● **Work to do**:
Decide whether each statement below agrees with the thread on backpropagation in neural style transfer that follows, and answer yes or no, quoting the words of the thread that decide it.
1. The optimizer can change only opt_img.
2. The pretrained VGG weights are updated on each iteration.
3. No gradients other than those for opt_img are calculated.

● **Page excerpt**:

>>>>

Backpropagation in neural style transfer

I’m trying to understand how optimization and backpropagation work.

In this code from Neural style transfer:

optimizer = optim.LBFGS([opt_img]);
n_iter=[0]

while n_iter[0] <= max_iter:

    def closure():
        optimizer.zero_grad()
        out = vgg(opt_img, loss_layers)
        layer_losses = [weights[a] * loss_fns[a](A, targets[a]) for a,A in enumerate(out)]
        loss = sum(layer_losses)
        loss.backward()
        n_iter[0]+=1
        return loss
    
    optimizer.step(closure)

Do the pretrained weights of VGG optimized?
(Or, do both opt_img and the weights of VGG optimized by LBFGS?)
(Do the weights of VGG stay same for every iterations, or they get optimized and different for each iterations?)

The weights of the VGG are not modified. The only things your optimizer is allowed to change are the parameters you give it as its first argument: in this case all it can change is opt_img.

Great, thanks.
So does that mean loss.backward() calculates gradients on vgg layers down to the opt_img, then optimizer.step() modifies only opt_img?

Yep. As far as I know, all the other gradients are being calculated and accumulated, but for sure the only tensor modified is opt_img, because optimizer only knows about that tensor.

Now, i understood. Thanks

<<<<

● **Dataset content**:

>>>>

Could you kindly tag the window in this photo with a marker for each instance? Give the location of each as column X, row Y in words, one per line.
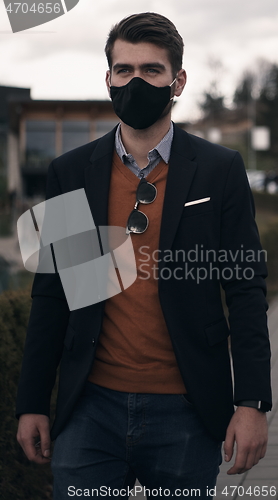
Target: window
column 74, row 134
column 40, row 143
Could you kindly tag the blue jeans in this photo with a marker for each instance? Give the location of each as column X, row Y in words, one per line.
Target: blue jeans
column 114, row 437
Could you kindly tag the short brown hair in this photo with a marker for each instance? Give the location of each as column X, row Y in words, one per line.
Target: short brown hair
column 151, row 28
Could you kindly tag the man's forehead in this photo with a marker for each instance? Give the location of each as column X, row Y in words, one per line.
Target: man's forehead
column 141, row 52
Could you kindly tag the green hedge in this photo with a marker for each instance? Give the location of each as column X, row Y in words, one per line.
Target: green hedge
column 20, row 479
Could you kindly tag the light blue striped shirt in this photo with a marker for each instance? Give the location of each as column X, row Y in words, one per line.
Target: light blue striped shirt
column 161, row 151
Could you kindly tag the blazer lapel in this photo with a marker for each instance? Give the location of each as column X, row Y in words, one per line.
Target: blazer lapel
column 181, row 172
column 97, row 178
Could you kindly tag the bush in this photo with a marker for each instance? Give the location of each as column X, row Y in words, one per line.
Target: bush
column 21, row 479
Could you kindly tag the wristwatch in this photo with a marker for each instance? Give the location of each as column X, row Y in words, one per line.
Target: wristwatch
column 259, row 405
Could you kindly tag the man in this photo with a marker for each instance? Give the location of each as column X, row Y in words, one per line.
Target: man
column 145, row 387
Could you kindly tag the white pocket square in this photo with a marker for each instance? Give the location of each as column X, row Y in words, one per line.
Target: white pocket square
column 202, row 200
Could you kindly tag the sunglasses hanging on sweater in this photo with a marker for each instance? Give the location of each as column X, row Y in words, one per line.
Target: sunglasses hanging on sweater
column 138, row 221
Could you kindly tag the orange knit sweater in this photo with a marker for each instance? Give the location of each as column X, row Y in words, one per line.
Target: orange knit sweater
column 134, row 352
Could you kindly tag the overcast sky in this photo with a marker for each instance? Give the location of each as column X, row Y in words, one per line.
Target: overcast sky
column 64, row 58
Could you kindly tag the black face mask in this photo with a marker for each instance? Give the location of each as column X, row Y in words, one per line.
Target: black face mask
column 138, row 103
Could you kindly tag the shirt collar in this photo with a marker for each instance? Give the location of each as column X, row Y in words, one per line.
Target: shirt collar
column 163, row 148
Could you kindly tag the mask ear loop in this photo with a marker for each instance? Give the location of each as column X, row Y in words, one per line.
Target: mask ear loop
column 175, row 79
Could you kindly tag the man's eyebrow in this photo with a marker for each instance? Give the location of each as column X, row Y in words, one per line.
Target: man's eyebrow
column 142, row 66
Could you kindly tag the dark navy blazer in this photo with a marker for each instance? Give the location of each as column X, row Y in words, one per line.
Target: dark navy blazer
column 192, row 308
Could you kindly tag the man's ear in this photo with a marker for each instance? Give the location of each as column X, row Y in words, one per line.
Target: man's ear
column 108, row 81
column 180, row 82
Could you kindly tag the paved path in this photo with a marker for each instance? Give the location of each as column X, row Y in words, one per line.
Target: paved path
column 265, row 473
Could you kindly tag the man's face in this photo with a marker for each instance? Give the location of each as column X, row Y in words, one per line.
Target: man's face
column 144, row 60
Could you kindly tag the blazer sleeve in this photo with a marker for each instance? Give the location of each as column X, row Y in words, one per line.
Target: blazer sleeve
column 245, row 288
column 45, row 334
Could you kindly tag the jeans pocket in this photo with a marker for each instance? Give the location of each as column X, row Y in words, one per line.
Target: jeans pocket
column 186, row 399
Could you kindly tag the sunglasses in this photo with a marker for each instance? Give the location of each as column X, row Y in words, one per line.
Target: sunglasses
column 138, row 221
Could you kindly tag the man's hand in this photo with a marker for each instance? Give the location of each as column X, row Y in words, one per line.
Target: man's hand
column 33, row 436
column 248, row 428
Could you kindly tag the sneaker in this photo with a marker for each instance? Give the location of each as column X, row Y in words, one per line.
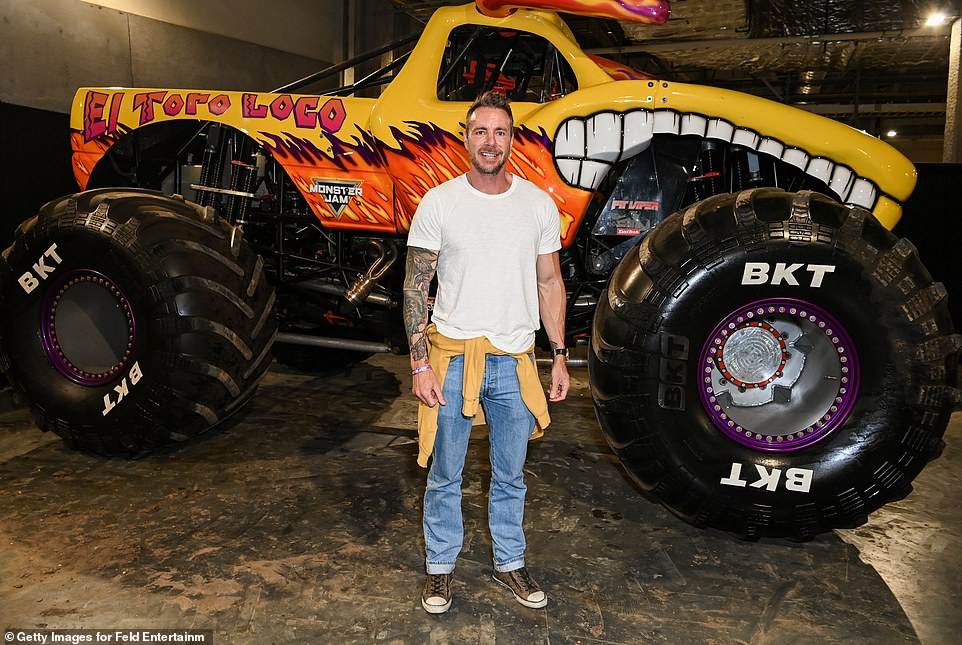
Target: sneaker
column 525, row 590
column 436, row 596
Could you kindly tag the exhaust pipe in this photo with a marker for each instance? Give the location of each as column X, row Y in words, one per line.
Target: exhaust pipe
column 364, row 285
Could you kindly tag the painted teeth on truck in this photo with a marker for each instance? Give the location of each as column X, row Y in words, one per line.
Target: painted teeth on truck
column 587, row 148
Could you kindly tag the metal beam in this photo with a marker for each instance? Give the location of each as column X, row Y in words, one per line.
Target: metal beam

<<<<

● **Exercise solution**:
1. Yes: "in this case all it can change is opt_img."
2. No: "The weights of the VGG are not modified."
3. No: "all the other gradients are being calculated and accumulated"